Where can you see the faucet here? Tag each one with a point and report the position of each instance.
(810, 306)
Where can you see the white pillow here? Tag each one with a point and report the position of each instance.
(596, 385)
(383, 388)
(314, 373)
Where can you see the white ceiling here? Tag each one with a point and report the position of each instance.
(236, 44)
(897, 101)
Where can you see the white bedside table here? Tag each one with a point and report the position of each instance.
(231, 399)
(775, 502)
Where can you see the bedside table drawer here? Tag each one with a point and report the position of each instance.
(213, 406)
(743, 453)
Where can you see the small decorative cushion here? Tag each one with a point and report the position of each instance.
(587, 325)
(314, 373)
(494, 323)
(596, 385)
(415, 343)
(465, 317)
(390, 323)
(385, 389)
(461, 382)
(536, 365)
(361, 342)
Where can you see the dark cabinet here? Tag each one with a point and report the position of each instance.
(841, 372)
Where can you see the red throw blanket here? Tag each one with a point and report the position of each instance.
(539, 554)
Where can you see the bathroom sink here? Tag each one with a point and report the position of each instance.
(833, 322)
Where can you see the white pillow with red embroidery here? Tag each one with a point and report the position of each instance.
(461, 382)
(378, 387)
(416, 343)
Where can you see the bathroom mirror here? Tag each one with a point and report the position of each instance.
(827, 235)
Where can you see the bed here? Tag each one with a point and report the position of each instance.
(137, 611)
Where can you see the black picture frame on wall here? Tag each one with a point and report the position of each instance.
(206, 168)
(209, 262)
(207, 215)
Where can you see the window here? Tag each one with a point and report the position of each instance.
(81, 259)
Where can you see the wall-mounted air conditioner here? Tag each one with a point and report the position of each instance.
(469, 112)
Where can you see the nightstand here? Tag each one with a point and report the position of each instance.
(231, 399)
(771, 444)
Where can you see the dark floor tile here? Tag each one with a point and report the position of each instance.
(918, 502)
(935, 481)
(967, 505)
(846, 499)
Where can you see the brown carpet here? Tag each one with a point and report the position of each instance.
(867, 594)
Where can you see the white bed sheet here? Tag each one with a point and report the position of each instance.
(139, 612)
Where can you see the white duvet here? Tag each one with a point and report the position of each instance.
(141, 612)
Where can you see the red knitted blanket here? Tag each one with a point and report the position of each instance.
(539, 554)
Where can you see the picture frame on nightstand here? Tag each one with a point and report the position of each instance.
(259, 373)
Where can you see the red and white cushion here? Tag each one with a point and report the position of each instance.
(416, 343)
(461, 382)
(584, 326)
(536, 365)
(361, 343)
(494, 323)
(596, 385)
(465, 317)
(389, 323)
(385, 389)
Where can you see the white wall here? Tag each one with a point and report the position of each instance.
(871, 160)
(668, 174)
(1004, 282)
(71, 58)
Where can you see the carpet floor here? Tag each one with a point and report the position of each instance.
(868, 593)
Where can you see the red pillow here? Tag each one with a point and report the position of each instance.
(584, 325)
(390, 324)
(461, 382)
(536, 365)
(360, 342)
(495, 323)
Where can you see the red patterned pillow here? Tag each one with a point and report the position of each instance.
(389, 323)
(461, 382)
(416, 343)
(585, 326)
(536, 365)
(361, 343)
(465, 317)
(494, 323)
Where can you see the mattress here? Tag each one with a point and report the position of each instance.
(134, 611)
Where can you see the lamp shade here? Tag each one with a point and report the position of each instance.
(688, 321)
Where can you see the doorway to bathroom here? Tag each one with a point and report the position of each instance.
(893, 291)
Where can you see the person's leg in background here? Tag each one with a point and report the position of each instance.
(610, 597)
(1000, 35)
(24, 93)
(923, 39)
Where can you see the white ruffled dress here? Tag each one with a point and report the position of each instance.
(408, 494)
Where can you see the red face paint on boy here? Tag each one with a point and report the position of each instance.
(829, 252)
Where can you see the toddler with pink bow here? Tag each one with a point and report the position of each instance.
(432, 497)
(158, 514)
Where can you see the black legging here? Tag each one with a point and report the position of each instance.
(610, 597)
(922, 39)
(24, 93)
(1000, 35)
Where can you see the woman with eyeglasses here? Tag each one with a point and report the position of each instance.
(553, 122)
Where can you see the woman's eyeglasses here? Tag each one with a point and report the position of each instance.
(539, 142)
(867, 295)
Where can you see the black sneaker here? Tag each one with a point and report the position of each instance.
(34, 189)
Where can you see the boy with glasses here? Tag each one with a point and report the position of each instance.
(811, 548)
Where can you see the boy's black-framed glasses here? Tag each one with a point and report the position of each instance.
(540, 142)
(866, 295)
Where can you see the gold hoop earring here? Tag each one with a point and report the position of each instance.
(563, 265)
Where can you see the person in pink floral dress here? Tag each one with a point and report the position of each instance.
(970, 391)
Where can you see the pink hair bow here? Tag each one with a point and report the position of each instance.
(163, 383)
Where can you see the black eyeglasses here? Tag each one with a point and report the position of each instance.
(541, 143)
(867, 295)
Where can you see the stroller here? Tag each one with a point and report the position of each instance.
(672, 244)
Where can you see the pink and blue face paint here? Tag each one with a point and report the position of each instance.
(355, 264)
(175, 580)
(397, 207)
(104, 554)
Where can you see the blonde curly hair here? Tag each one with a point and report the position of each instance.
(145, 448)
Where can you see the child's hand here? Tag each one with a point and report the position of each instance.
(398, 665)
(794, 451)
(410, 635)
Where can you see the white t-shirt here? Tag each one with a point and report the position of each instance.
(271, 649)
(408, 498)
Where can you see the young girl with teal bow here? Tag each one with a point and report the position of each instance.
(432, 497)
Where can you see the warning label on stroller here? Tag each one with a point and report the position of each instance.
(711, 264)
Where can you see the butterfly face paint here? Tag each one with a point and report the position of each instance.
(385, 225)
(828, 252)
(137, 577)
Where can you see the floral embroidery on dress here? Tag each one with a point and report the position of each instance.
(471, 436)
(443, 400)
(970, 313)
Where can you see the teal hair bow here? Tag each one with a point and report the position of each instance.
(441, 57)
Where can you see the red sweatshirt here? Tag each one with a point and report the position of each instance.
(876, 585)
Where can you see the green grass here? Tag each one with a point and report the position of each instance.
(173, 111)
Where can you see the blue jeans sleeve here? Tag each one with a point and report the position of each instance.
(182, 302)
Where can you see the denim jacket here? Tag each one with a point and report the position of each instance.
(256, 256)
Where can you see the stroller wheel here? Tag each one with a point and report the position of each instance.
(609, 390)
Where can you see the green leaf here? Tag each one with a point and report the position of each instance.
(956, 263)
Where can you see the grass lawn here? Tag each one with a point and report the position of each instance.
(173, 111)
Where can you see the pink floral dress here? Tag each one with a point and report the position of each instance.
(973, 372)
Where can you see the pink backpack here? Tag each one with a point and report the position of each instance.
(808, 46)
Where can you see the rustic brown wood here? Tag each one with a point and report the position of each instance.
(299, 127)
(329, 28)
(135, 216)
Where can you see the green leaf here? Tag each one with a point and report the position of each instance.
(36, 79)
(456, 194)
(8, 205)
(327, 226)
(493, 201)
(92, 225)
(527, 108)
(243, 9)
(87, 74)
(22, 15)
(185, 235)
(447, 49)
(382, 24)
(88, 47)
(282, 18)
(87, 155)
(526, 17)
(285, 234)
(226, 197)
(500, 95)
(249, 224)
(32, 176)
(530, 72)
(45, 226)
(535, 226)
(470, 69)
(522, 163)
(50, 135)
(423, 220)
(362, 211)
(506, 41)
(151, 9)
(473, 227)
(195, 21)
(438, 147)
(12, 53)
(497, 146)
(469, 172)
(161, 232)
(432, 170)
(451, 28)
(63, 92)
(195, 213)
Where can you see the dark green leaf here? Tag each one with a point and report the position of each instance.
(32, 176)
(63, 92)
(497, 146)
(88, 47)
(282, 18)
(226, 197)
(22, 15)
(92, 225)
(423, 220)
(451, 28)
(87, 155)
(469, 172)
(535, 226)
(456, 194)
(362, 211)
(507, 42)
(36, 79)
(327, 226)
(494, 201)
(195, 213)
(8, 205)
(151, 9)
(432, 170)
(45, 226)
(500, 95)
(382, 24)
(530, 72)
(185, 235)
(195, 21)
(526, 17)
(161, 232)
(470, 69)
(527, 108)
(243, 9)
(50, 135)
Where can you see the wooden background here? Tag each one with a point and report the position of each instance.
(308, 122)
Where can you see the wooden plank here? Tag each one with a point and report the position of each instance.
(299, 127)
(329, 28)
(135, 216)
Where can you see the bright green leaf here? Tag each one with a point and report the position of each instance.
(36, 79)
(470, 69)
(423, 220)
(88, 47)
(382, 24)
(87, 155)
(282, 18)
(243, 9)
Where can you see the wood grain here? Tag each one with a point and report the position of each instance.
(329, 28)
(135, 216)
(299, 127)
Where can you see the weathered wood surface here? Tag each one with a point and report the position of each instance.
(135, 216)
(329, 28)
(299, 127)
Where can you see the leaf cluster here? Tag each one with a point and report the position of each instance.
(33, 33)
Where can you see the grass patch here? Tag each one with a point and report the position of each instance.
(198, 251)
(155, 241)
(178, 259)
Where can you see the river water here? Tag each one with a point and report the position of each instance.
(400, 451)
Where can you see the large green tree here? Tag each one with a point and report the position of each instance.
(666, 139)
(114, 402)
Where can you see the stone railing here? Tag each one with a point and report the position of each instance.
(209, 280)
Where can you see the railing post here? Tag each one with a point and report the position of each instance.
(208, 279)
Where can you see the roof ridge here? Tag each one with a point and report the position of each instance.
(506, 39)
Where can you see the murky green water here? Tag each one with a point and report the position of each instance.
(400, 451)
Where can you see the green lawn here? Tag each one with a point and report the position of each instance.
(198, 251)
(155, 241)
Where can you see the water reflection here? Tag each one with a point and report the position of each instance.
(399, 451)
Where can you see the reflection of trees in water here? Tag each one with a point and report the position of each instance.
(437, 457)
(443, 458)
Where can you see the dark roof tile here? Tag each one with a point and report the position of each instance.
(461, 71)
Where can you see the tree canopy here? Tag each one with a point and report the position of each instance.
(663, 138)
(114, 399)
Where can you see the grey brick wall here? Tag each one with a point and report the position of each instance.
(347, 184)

**Stated task**
Beginning with the line that contains "Where can you see the grass patch", quote each line exactly through the last line of the entries above, and nothing beyond them.

**Written answer**
Where can you see the grass patch here? Tag each one with a point and report the position of each instance.
(198, 251)
(155, 241)
(178, 259)
Where can you see the river water here? Tag each one with a point and report the position of each instance.
(400, 451)
Where can you see the large green tree here? Tag each one with a point and report the position of each instance.
(666, 139)
(114, 402)
Where can you see the stone railing here? Tag each one with a point and report the position of each instance.
(209, 280)
Where can you see the railing post here? Tag each one with a point and report the position of each instance.
(208, 279)
Where can you see the roof ridge here? Tag each one with a point and report the position of each instance.
(506, 39)
Where can you see the murky green water here? Tag each one with a point and report the position of each instance.
(400, 451)
Where can you see the green lawn here? Tag each one with a point and report the position of each instance.
(198, 251)
(155, 241)
Where can you see the water reflection here? Tag each one with a point and report the position of each instance.
(399, 451)
Where can you see the reflection of trees in water here? Tag each one with a point and report the position of each instance.
(437, 457)
(443, 458)
Where can you see the dark roof tile here? Tag each one with a point and report the position of each instance.
(461, 71)
Where can you see the tree canopy here? Tag each one with a point and report the position of each instance.
(663, 138)
(114, 399)
Where can you see the grey brick wall here? Tag each one with a point and report the position of each instance.
(347, 184)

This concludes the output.